*GIVEN TASK 1*
Translate this sentence from the forum thread on software versioning into Spanish: "Semantic Versioning looks like a really nice solution."

*TEXT PASSAGE*

+++

Right. Think of a new version of some software that drops support for a deprecated part of an API in a minor release. I did get screwed by that happening with a Latex package, xy-pic, some years back.
Yeah. Painful. Thats the kind of thing semantic versioning aims to solve: within a major release, all minor and patch releases must maintain backwards compatibility. Patch releases may not change the API at all; minor releases may add to it but not remove things[1]. Major releases may drop backwards compatibility by removing or modifying API items. Seems like a reasonable system to me and would avoid the problem you mentioned.
[1] I guess it can deprecate things, as long as they are still available for use.
Semantic Versioning looks like a really nice solution. At the moment our internal versioning philosophy is A.C.F - adding.changing.fixing but I can see that something more robust has its uses.
This is exactly the sort of visionary engineering needed to break the field into the next stage. This isn't just a quantitative difference, it's a revolutionary qualitative difference!
Our online infrastructure is broken in ways we're dimly aware of, because it has always been that way. In the same way that people trying to do business demand network, electric, and roadway infrastructure that once didn't exist, we will someday demand software infrastructure with features that do not exist today.
Chief among these will be security features. If Google plays their cards correctly, they can create an ecosystem that stays ahead of the black-hat hackers. By correctly incentivizing white-hat hackers, they could expose and patch security holes fast enough to ruin the economics of the black-hats. This infrastructure will enable Google to make more money, resulting in a virtuous cycle.
If the infrastructure can be extended to the server-side, with web app frameworks that receive security updates with equal rapidity, then Google can establish a secure, smoothly running "toll road" -- an infrastructure subset relatively free from problems faced by the rest of the net. That could be worth billions.
(We'll know this strategy is winning if/when Microsoft starts doing it too. Once that happens, we'll be in a new era of computing.)

+++

*GIVEN TASK 2*
Output, unchanged, the rows from the line with "The scan below contains the submerged" to the line with "[110,167,768,213]", both lines included.

*INPUT ROWS*
+++

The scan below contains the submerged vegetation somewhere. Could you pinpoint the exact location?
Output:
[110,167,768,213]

+++

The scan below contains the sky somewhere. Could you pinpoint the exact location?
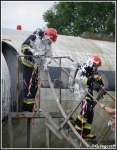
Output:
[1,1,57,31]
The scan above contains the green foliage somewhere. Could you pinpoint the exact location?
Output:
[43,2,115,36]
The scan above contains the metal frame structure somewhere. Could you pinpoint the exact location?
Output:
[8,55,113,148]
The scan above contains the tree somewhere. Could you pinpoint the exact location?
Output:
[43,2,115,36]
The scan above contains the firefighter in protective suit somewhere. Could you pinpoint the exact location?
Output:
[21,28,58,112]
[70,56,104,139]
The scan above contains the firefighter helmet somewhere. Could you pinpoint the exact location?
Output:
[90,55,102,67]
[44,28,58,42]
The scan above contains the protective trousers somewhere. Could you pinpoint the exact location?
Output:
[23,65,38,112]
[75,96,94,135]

+++

*EXPECTED ANSWER 1*
El versionado semántico parece una solución realmente buena.

*EXPECTED ANSWER 2*
The scan below contains the submerged vegetation somewhere. Could you pinpoint the exact location?
Output:
[110,167,768,213]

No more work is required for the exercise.